**Task instructions**: Return every line from the one with "x=120, y=118" through the one with "x=387, y=583", inclusive, exactly as it appears below.

**Given information**:
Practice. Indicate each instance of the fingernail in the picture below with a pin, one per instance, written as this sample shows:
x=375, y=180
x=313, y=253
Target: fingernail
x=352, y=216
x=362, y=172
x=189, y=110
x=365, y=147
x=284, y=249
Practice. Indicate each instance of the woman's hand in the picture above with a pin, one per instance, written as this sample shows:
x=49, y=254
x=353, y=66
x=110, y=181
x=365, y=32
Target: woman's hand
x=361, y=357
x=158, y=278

...

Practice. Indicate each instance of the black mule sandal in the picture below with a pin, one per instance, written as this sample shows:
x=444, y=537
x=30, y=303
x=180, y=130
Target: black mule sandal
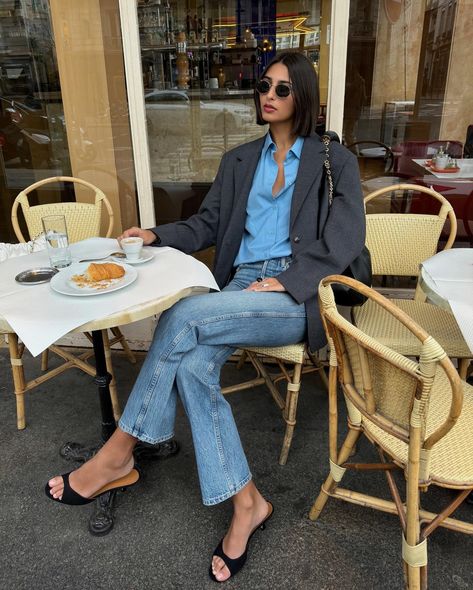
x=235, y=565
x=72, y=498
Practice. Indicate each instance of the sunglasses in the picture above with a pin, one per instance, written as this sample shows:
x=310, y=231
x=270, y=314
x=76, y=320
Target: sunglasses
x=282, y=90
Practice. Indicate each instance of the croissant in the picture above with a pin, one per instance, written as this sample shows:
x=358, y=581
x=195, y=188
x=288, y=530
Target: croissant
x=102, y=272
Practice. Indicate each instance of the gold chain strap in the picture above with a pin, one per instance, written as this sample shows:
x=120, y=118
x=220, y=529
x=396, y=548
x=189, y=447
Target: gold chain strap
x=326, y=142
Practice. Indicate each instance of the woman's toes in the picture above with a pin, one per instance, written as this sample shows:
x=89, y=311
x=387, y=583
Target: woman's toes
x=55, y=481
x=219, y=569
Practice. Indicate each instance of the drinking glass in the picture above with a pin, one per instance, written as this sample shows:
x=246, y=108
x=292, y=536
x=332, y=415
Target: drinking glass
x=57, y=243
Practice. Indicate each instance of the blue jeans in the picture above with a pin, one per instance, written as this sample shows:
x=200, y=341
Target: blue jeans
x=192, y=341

**Your solution**:
x=120, y=118
x=220, y=529
x=396, y=548
x=189, y=447
Target: gold chain strap
x=326, y=142
Practice. Indicate each instance of the woman's toes in the picture above with a pin, one per instance, written as this sample shows:
x=89, y=311
x=387, y=583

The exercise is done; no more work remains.